→ **OBJECTIVE**: Repeat the listing in full, preserving every character.

* START DATA ENTRIES *

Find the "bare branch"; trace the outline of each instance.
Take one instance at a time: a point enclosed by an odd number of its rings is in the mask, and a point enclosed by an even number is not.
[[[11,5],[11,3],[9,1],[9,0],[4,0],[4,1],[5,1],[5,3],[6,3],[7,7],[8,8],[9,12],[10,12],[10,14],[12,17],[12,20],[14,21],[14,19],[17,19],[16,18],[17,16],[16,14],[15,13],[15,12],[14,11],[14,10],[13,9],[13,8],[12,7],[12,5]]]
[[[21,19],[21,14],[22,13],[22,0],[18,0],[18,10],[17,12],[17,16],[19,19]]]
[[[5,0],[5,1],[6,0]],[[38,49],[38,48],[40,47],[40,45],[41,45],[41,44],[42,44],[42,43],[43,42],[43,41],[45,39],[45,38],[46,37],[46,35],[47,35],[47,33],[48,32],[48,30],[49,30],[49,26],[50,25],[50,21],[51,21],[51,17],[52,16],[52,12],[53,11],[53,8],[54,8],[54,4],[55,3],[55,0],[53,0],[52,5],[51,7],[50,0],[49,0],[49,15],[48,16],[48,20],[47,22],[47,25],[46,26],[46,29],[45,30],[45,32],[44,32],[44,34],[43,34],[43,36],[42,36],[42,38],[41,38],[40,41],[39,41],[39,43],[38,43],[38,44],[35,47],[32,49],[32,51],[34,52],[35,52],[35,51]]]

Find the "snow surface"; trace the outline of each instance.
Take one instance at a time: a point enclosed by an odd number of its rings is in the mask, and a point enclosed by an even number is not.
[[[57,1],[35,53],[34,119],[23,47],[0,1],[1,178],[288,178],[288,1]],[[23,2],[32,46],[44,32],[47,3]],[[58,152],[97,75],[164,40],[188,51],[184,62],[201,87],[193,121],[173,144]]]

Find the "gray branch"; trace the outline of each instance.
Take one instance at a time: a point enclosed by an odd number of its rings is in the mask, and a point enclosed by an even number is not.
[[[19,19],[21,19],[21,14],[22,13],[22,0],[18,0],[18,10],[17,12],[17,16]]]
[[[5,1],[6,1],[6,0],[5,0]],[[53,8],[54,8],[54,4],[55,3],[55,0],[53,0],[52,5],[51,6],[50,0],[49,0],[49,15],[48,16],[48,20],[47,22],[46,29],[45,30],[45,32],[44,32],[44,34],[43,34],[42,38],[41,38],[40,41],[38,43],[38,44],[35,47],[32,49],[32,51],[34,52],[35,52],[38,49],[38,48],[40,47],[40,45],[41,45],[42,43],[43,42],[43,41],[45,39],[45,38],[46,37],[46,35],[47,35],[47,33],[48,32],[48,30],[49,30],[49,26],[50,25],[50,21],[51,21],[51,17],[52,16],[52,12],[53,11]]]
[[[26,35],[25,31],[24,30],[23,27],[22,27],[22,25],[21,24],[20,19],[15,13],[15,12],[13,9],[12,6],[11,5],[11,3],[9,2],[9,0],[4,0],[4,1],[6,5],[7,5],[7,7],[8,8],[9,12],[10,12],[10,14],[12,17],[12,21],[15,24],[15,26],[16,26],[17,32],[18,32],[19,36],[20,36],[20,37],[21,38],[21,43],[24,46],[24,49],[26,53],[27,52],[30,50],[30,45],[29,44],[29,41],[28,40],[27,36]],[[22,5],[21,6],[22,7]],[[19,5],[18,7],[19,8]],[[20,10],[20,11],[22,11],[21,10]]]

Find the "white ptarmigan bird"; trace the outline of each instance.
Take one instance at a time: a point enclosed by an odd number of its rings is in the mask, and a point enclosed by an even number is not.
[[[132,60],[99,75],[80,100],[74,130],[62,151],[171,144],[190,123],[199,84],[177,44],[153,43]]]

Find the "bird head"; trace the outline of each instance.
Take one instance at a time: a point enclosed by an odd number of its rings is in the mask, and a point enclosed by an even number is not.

* END DATA ENTRIES *

→ **WRITTEN REPLY**:
Find the "bare branch"; trace the outline of each instance.
Take one instance at a time: a point enclosed by an odd number of its rings is in the mask, and a point enclosed by an even number is not.
[[[11,5],[11,3],[9,1],[9,0],[4,0],[4,1],[5,1],[5,3],[6,3],[7,7],[8,8],[9,12],[10,12],[10,14],[12,17],[12,20],[14,21],[14,19],[17,19],[16,18],[17,16],[16,14],[15,13],[15,12],[14,11],[14,10],[13,9],[13,8],[12,7],[12,5]]]
[[[21,19],[21,14],[22,13],[22,0],[18,0],[18,10],[17,12],[17,16],[19,19]]]
[[[5,0],[5,1],[6,0]],[[38,49],[38,48],[40,47],[40,45],[41,45],[41,44],[42,44],[42,43],[43,42],[43,41],[45,39],[45,38],[46,37],[46,35],[47,35],[47,33],[48,32],[48,30],[49,30],[49,26],[50,25],[50,21],[51,21],[51,17],[52,16],[52,12],[53,11],[53,8],[54,8],[54,4],[55,3],[55,0],[53,0],[52,5],[51,7],[50,0],[49,0],[49,15],[48,16],[48,20],[47,22],[47,25],[46,26],[46,29],[45,30],[45,32],[44,32],[44,34],[43,34],[43,36],[42,36],[42,38],[41,38],[40,41],[39,41],[39,43],[38,43],[38,44],[35,47],[32,49],[32,51],[34,52],[35,52],[35,51]]]

Find the "snow surface"; trace the outline of each instance.
Take one instance at a time: a point enclosed by an odd number of its rings is in the mask, and a point enclosed by an even number is not.
[[[57,1],[35,53],[34,119],[23,47],[0,1],[1,178],[288,178],[288,1]],[[23,2],[32,46],[44,32],[47,3]],[[58,152],[97,75],[164,40],[188,51],[184,62],[201,87],[193,121],[173,144]]]

Find the "gray branch"; trace the outline of each instance.
Take one instance at a time: a point enclosed by an odd number of its rings is in the mask, and a point enclosed by an even number is not.
[[[19,19],[21,19],[21,14],[22,13],[22,0],[18,0],[18,10],[17,12],[17,16]]]
[[[5,1],[6,1],[6,0],[5,0]],[[53,8],[54,8],[54,4],[55,3],[55,0],[53,0],[52,5],[51,6],[50,0],[49,0],[49,15],[48,16],[48,20],[47,22],[46,29],[45,30],[45,32],[44,32],[44,34],[43,34],[42,38],[41,38],[40,41],[38,43],[38,44],[35,47],[32,49],[32,51],[34,52],[35,52],[38,49],[38,48],[40,47],[40,45],[41,45],[42,43],[43,42],[43,41],[45,39],[45,38],[46,37],[46,35],[47,35],[47,33],[48,32],[48,30],[49,30],[49,26],[50,25],[50,21],[51,21],[51,17],[52,16],[52,12],[53,11]]]
[[[26,35],[25,31],[24,30],[23,27],[22,27],[22,25],[21,24],[20,19],[15,13],[15,12],[13,9],[12,6],[11,5],[11,3],[9,2],[9,0],[4,0],[4,1],[6,5],[7,5],[7,7],[8,8],[9,12],[10,12],[10,14],[12,17],[12,21],[15,24],[15,26],[16,26],[17,32],[18,32],[19,36],[20,36],[20,37],[21,38],[21,43],[24,46],[24,49],[26,53],[27,52],[30,50],[30,45],[29,44],[29,41],[28,40],[27,36]],[[22,5],[21,6],[22,7]],[[19,5],[18,7],[19,8]],[[20,10],[20,11],[22,11],[21,10]]]

Find the "white ptarmigan bird"; trace the outline of each instance.
Take one instance at a time: a point enclosed by an odd number of its rings is in the mask, and a point enclosed by an even number is not.
[[[132,60],[99,75],[80,100],[74,130],[62,151],[171,144],[190,123],[199,84],[177,44],[153,43]]]

Find the "bird head"; trace the outline of each instance.
Take one instance at a time: a point enclosed by an odd number of its rings is in the mask, and a point enclosed by an even number is not.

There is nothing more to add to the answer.